**SET PROBLEM**: Please locate every line in the data below that contains the string "kitchen" and copy each such line. Matching is case-sensitive.

**DATA FOR THE TASK**:
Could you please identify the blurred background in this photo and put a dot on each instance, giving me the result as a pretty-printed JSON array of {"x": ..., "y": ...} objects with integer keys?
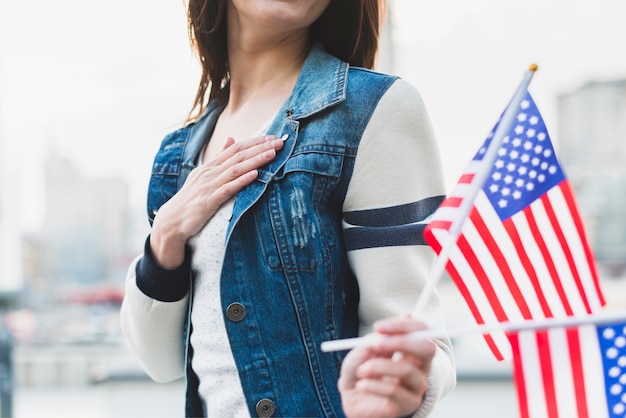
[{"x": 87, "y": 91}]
==
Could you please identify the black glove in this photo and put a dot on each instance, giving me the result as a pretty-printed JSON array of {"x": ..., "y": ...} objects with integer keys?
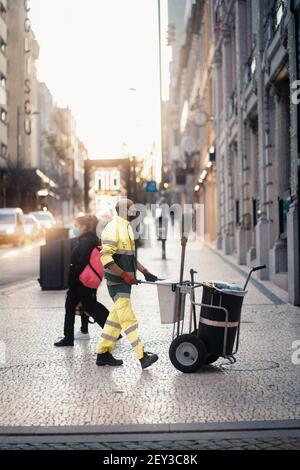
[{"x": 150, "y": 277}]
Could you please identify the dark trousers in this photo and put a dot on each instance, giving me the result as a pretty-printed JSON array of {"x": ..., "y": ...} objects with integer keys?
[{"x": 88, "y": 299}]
* * *
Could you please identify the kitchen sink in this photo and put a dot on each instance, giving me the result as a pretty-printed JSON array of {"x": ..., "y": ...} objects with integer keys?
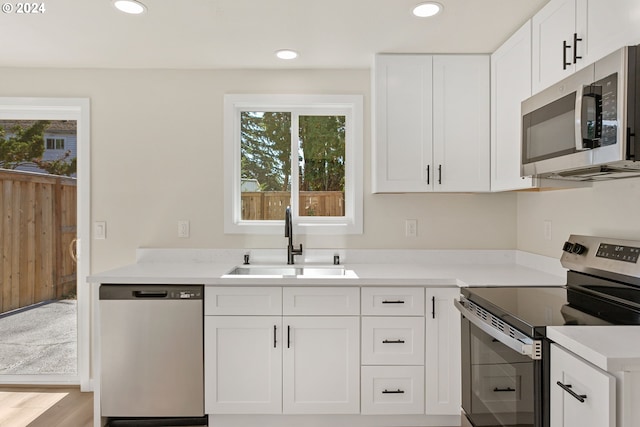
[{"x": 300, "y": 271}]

**FULL ANSWER**:
Could you please identify the kitchen sink in this photo and put a dot on each instance, giving me the result as a pretty-printed JSON array of {"x": ..., "y": ...} objects with integer keys?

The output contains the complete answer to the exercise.